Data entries

——————

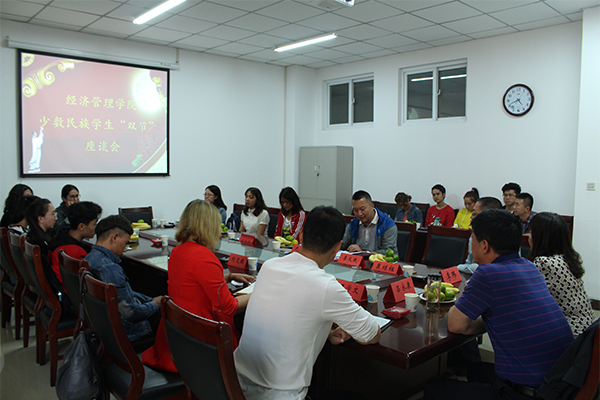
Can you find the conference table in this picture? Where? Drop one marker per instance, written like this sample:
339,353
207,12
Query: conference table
411,351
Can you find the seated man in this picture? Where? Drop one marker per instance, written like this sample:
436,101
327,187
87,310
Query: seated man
371,230
84,218
484,203
140,314
509,194
507,297
295,307
523,207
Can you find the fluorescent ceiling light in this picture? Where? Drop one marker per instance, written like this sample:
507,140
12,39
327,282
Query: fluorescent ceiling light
307,42
156,11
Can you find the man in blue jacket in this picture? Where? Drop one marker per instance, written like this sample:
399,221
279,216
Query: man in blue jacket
140,314
371,230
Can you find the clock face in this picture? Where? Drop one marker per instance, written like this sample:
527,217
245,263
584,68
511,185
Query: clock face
518,100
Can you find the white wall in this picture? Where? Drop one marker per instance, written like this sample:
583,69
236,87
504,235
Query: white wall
587,211
226,126
490,148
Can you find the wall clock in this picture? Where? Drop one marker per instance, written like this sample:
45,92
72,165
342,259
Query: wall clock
518,100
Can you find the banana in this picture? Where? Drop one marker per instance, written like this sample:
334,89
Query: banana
283,241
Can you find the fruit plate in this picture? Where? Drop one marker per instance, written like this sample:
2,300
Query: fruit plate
422,297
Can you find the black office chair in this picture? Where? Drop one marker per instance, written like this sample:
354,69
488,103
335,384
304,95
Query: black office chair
202,351
29,295
446,247
135,214
407,233
53,322
12,286
125,376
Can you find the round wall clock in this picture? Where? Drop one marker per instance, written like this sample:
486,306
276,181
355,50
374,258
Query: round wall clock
518,100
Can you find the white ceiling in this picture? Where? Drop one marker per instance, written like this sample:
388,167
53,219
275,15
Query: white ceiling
250,29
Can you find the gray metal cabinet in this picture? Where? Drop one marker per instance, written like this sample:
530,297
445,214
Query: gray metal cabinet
326,175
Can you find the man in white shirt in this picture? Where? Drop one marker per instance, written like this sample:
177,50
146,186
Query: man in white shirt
295,308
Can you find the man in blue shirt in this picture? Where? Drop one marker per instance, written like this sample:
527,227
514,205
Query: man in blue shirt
507,297
140,314
371,230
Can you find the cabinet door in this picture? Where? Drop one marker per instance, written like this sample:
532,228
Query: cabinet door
326,182
307,185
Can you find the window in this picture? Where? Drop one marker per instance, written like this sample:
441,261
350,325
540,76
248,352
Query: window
434,92
350,101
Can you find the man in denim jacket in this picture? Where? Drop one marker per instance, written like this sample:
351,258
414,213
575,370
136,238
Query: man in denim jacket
140,314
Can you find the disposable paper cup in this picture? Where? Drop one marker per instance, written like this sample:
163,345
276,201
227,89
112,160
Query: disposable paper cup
408,270
252,261
411,300
372,292
165,240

——————

• _EXERCISE OBJECTIVE_: Set down the material above as is, without any pictures.

• _FINISHED EXERCISE_:
Can you find the conference table in this picture? Where? Drop one marker per instance, written like this sample:
339,353
207,12
Query: conference table
411,351
Can you find the seated man in this picture? Where? Drop one marker per instance, written like this sample:
436,101
327,187
87,310
Query: seated man
371,230
84,218
484,203
140,314
509,194
507,297
295,307
523,207
Can you find the fluorescent ceiling light in this picture? Where? Drop one marker per instance, written like this sample:
507,140
12,39
327,282
Query: fluorescent ceiling light
307,42
156,11
Can you find the man in blue jacket in this picture? Where? Drop one marker per instance, written like this sample:
399,221
279,216
Query: man in blue jacket
140,314
371,230
Can you find the clock face in this picture? Where? Drop one marker per instance, written like this sample:
527,217
245,263
584,68
511,185
Query: clock face
518,100
Can you find the white wall in this picture? Where? Drop one marker per instance, written like this sample:
583,69
236,87
504,235
Query: white wall
587,211
226,126
490,148
Can you find the wall clock in this picture? Where? Drop one marker per instance, written like this sample:
45,92
72,165
342,259
Query: wall clock
518,100
Can you find the banana in this picture? Where? Drop one marker per instance, written like this sample:
334,89
Query: banana
283,241
Can you find the fruit plate in this picture? Where? Drop one marker per instance, written like this sample:
2,300
Query: fruit plate
422,297
Can you find the black office chair in this picture? Where? Drop one marker per instance, written like this sample:
354,69
488,103
335,384
304,95
Query: black office chair
202,351
29,295
446,247
135,214
407,233
53,322
12,286
125,376
Can you find the round wall clock in this picture? Where? Drop one marker per instance, written like this sample:
486,306
276,181
355,50
374,258
Query: round wall clock
518,100
Can you find the white ceiling in this picture? Where? Drop one marker per instance, written like this sample:
388,167
53,219
275,15
Query: white ceiling
250,29
Can you find the gray metal cabinet in this picture? Where? Drop one marker per instance, written like this sample:
530,297
445,214
Query: gray metal cabinet
326,175
Can you find the man in white shirt in this picture? Where? Drop one marker per instance, written like this sample:
177,50
146,186
Query: man in white shirt
295,308
Can you find the man in blue shirt in this picture? Where? Drop one marker per instance, written like this sample:
527,227
514,205
Query: man in blue shirt
507,297
140,314
371,230
Can you find the cabinet door in this picture? Where? Drop one marker per instance, written like this sample:
532,228
Query: cabinet door
326,182
307,185
Can you find the window in this picture? Where? Drop one marker per instance, written like this sample:
441,261
350,325
540,76
248,352
Query: window
434,92
350,101
Can you find the man in denim jacket in this picture? Where? Drop one marker per instance, written like this sample:
351,258
414,213
575,370
136,238
Query: man in denim jacket
140,314
Can you find the disposable paper cup in this picture? Where? Drop one marker per instance, written like this sample:
163,345
276,201
227,89
112,160
Query: disposable paper cup
408,270
252,261
411,300
372,292
165,240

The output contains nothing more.